■ **GIVEN RECORDS**:
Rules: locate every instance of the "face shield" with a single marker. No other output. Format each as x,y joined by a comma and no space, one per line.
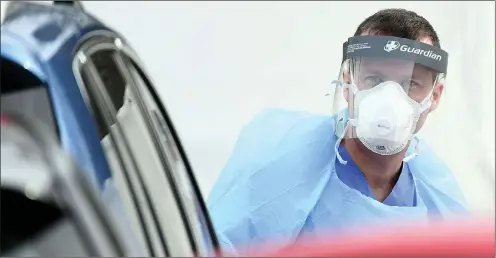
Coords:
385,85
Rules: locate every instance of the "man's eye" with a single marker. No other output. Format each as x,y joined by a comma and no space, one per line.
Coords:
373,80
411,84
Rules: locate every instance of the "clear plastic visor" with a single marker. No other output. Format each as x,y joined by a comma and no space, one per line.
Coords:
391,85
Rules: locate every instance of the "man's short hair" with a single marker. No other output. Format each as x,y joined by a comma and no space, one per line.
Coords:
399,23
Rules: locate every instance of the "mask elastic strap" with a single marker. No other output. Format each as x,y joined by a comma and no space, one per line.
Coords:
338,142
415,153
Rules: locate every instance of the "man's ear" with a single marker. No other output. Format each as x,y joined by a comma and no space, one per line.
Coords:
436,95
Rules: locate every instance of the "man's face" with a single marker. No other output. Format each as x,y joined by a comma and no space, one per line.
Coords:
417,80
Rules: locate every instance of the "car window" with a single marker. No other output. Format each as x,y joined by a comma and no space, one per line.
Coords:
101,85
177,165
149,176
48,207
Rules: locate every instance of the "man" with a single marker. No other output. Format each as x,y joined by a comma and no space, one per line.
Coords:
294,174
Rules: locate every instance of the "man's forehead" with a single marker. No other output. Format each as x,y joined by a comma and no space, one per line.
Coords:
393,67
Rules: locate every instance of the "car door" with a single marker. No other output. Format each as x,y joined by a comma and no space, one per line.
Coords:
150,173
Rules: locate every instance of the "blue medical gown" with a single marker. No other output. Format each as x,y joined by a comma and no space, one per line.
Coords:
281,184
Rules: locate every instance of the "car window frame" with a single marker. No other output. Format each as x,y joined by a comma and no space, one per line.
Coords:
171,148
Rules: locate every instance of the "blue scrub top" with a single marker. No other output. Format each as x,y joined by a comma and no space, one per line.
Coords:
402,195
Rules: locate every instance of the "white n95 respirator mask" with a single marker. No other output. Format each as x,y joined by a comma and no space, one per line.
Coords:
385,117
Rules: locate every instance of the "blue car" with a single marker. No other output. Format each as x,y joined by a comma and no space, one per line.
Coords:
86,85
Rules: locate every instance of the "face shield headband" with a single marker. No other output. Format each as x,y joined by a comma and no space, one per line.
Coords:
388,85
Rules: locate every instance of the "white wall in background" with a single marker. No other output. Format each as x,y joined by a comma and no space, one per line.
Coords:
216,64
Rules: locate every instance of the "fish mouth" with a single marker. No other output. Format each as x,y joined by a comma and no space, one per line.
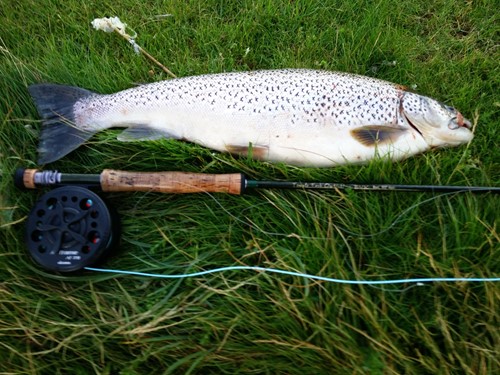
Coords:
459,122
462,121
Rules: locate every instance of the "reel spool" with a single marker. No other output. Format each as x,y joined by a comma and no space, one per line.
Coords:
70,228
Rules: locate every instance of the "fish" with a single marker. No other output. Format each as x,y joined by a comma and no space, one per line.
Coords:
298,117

■ **INSTRUCTIONS FOR THE TASK**:
In the material above, tally each line where "white" appears, and respond with only the tally.

■ **EXERCISE SOLUTION**:
2